Written problem 1: In the PyQuery documentation, what is PyQuery.outerHtml() described as?
Written problem 2: Reproduce the PyQuery documentation word for word from "PyQuery.outer_html()" to "<b>me</b> & myself</p>\')".

Document text:
=-=-=

Return elements that don’t match the given selector:

>>> d = PyQuery(\'<p class="hello">Hi</p><p>Bye</p><div></div>\')
>>> d(\'p\').not_(\'.hello\')
[<p>]
PyQuery.outerHtml()

Alias for outer_html()

PyQuery.outer_html()

Get the html representation of the first selected element:

>>> d = PyQuery(\'<div><span class="red">toto</span> rocks</div>\')
>>> print(d(\'span\'))
<span class="red">toto</span> rocks
>>> print(d(\'span\').outer_html())
<span class="red">toto</span>
>>> print(d(\'span\').outerHtml())
<span class="red">toto</span>

>>> S = PyQuery(\'<p>Only <b>me</b> & myself</p>\')
>>> print(S(\'b\').outer_html())

=-=-=

Supplied records:
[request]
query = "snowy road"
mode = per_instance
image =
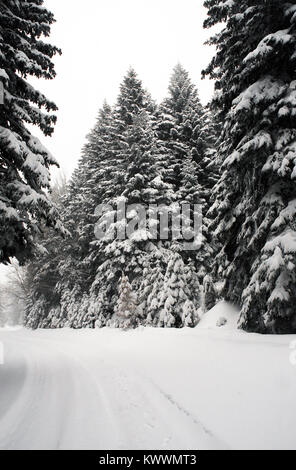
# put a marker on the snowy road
(152, 389)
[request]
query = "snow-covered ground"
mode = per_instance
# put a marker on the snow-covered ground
(207, 388)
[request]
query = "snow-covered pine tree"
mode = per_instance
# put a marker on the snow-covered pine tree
(126, 309)
(138, 180)
(178, 309)
(151, 288)
(255, 199)
(189, 135)
(24, 162)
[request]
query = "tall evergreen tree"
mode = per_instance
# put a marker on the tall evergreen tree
(255, 198)
(24, 162)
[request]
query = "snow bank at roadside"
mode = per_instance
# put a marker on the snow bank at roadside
(223, 315)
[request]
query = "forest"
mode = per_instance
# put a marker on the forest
(235, 159)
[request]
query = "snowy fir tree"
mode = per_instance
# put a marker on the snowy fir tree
(178, 309)
(126, 309)
(24, 162)
(255, 198)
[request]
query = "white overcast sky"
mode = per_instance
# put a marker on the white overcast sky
(100, 39)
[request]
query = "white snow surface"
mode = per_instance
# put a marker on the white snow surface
(202, 388)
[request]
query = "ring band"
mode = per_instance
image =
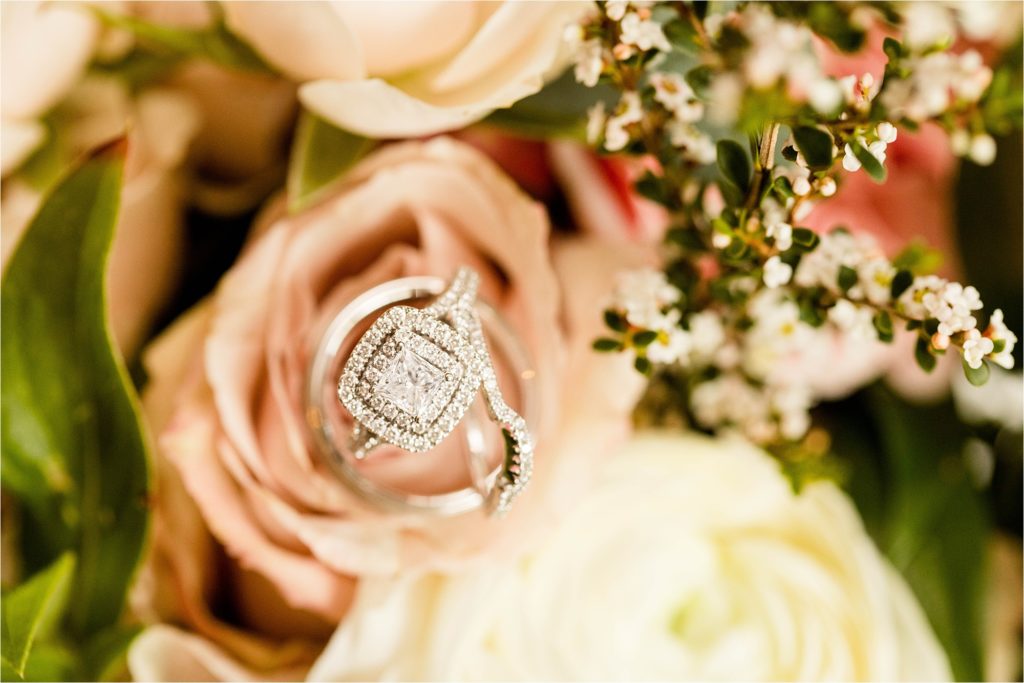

=-=-=

Full answer 1: An alias for outer_html().

Full answer 2:
PyQuery.outer_html()

Get the html representation of the first selected element:

>>> d = PyQuery(\'<div><span class="red">toto</span> rocks</div>\')
>>> print(d(\'span\'))
<span class="red">toto</span> rocks
>>> print(d(\'span\').outer_html())
<span class="red">toto</span>
>>> print(d(\'span\').outerHtml())
<span class="red">toto</span>

>>> S = PyQuery(\'<p>Only <b>me</b> & myself</p>\')